TASK DETAILS ->
Your output must match the records exactly, line for line.

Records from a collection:
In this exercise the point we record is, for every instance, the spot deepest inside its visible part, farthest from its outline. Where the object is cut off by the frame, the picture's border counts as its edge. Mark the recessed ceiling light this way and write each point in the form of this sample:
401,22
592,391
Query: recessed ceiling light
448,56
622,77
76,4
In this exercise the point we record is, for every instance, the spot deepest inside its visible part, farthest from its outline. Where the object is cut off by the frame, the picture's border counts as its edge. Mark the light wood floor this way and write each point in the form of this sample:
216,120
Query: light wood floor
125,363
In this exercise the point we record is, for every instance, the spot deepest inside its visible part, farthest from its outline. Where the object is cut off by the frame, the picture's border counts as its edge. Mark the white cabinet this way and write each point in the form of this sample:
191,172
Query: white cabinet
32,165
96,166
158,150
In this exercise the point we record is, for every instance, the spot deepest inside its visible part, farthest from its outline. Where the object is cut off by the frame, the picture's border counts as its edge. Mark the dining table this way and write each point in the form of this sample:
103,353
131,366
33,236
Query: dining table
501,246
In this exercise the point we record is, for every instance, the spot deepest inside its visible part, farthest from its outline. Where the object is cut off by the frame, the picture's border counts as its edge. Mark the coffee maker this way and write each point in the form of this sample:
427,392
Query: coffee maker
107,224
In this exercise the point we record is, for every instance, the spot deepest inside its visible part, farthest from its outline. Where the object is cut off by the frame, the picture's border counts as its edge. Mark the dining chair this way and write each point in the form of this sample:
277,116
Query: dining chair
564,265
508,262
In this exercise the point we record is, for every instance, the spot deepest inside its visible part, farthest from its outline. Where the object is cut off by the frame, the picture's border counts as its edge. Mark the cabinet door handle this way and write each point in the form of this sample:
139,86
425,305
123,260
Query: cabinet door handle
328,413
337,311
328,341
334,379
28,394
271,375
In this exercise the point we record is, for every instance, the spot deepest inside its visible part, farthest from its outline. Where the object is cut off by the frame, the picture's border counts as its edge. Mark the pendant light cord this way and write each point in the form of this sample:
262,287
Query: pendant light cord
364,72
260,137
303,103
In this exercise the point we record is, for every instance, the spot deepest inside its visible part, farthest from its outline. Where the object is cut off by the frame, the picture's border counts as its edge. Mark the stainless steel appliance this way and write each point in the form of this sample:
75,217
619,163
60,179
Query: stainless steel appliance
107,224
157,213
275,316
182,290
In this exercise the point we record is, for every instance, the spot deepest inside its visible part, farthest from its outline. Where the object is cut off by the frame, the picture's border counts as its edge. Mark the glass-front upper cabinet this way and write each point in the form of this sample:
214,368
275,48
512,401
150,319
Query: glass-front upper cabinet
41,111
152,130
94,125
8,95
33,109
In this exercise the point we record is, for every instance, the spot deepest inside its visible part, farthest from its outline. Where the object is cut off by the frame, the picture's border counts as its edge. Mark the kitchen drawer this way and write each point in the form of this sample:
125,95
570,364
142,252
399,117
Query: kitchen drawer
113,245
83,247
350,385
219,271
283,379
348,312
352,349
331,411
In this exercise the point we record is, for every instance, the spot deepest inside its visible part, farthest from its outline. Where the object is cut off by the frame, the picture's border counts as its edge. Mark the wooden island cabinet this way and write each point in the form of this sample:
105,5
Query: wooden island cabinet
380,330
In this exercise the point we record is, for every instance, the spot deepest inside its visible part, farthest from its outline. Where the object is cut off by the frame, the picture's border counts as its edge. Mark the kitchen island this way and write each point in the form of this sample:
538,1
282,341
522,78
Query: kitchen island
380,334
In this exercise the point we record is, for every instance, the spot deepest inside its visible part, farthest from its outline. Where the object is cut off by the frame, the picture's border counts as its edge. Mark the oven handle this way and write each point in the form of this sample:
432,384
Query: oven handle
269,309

EXERCISE SOLUTION ->
In this exercise the point we record is, for every instance, the spot deepest inside its visible part, farthest from its outline. Where the object is cut off by the frame, the picture's border counts as its edge. Mark the recessed ceiling light this way and write each point in the form of this sample:
401,22
592,391
Query: recessed ceiling light
448,56
622,77
76,4
In this exercise the point we record is, for every instance, the spot deepest inside its visible part, farthest from its outline. Where the object is cut off by the frame, the picture's border counts as its edge. Mark the light wood floor this way and write each point in the form of this sample:
216,120
Query: light wood floor
125,363
In this exercise the point we record is, for every instance, the spot deepest inside its visible part, farthest from its outline. Where the object is cut off by the frame, the picture's border counts as its edge. Mark the white cabinet this way and write each point in the form of this sample:
191,172
Query: white cabinet
32,165
96,166
158,150
In this exercise the point we record is, for every instance, the spot deepest inside its visible part, farthest from its outline. Where the object is cut off by the frame, the picture's border counts as its edge. Mark the dining table this way and write each point in the form of this sample:
103,353
131,366
33,236
Query: dining table
501,246
In this exercise the point we record is, for every instance, the spot deepest inside its visible part, farthest from its outline. Where the object is cut off by the frame, the picture's border counts as its edge. Mark the coffee maker this way and write each point in the form of this sample:
427,392
Query: coffee maker
107,224
In this exercise the point we record is, for every instance, the spot deepest inside its visible part, farthest from its outline. Where the object is cut off by the frame, the picture's border counts as its edge. Mark the dining chair this way and write each point in the form of this sample:
277,116
Query: dining chair
564,265
508,262
In this exercise the point we record is, for every instance, the spot deepest inside its visible part, farthest from its outline. Where the object is cut off by the frame, the picture's border counts as its edge. Mark the cabinet door handle this way and write each point in the form of this sample:
139,86
425,305
123,260
Query: cabinet door handle
328,413
337,311
328,341
334,379
28,394
271,375
In this exercise the point we record is, for every instance, the spot deepest inside its visible part, farthest from its outline. Where the object is cut off by the frame, the picture's border counts as its edge. Mark the pendant light cord this way and write each point in the form of this sample:
262,287
Query: pendant light cord
364,72
260,137
303,103
In this exercise the point we record is, for every instance, the spot deepest inside its visible part, farthest from its outline. Where the object is cut off by the frame, the picture's border counts as its edge. Mark the stainless steel appliance this way and write each point in the form of this sample:
75,217
619,163
60,179
Query: stainless steel appliance
107,224
157,213
275,316
182,290
In this exercise the point we record is, for every instance, the spot deepest inside its visible part, farthest from its outline. Where the object is cut off by the frame, the picture's border counts as its edge. Mark the glass-front upper cabinet this way and write each point in the form of this sample:
214,368
275,48
512,401
150,319
Query: glass-front upper cabinet
41,111
152,130
94,125
8,95
33,109
In this exercise the point we record is, for every instance, the spot deepest inside its visible part, farthest from its outline. Where the object is cut off by the frame, the picture's border counts as its edge. Mark the kitchen drawer this way and write each point in the form of this sample:
125,95
570,364
142,252
399,117
Query: kitchen drawer
113,245
83,247
350,385
219,271
283,379
348,312
352,349
331,411
In this exercise the point we record is, for every instance, the spot deepest inside its visible part, farthest from its outline. Where the object is cut off by the frame, the picture's border counts as its edge. Mark the wooden island cabinet this way and write each point in the form of this sample:
105,5
Query: wooden island cabinet
380,330
In this exercise the point we record is, for every instance, the spot deepest inside its visible part, farthest from its outline. Where the object is cut off by the frame, the picture's border counts as its edge. Mark the kitchen island this way and write each point in the form of this sample:
538,1
282,341
522,78
Query: kitchen island
380,334
In this exercise the point we record is, for every instance, the spot deepest inside its visible part, farthest from its outline. Where the object is cut off by the frame, the picture's border counts as its edge. Mark the oven handle this way and write each point in the form of this sample:
432,384
Query: oven handle
269,309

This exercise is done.